(Extracted data entries)
# # #
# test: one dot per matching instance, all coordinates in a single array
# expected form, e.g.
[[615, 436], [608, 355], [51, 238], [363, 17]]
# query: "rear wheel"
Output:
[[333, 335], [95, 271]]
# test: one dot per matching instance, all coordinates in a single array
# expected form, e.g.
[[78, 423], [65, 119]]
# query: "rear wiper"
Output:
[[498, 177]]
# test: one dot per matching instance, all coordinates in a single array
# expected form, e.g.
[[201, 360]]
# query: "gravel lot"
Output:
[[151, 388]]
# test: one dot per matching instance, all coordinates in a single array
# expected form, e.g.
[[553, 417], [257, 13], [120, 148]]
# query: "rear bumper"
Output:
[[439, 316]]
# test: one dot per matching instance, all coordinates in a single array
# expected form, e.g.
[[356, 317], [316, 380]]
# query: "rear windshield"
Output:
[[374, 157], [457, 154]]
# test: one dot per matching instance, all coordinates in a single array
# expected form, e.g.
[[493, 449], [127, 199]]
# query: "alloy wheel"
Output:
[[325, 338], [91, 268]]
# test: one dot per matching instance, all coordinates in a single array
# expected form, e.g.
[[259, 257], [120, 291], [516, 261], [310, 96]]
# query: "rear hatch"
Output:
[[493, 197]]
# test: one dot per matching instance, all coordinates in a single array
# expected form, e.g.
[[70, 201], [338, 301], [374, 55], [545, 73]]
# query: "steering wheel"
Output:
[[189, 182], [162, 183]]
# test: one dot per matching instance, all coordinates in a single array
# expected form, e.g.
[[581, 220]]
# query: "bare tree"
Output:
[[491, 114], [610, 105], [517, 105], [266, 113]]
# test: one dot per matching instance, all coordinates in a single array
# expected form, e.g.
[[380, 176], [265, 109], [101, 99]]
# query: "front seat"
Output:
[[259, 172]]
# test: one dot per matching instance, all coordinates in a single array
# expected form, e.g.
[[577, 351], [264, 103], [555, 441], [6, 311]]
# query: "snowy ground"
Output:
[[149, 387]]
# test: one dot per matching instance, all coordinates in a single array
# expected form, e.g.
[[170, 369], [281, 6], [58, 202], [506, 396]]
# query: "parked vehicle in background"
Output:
# # #
# Exercise details:
Copy the records verbatim, from the start of the records through the line that contains "[[374, 157], [457, 154]]". Include both of those ends.

# Written answer:
# test: one dot per matching instance, all coordinates in a single array
# expected form, e.g.
[[615, 436], [608, 355], [51, 238], [363, 17]]
# query: "rear wheel"
Output:
[[333, 335], [95, 271]]
# test: one dot per matching instance, all coordinates in a single array
# expected form, e.g.
[[78, 423], [65, 119]]
# query: "rear wiper"
Output:
[[498, 177]]
# test: one dot per matching instance, all coordinates in a single array
# expected form, e.g.
[[201, 360]]
# query: "gravel lot"
Output:
[[151, 388]]
# test: one dot per matching instance, all coordinates in a single array
# expected form, e.g.
[[553, 417], [257, 13], [120, 148]]
# query: "rear bumper"
Output:
[[439, 316]]
# test: one dot per matching instance, all coordinates in a single array
# expected form, e.g.
[[356, 317], [316, 380]]
# query: "rear windshield"
Output:
[[374, 157], [457, 154]]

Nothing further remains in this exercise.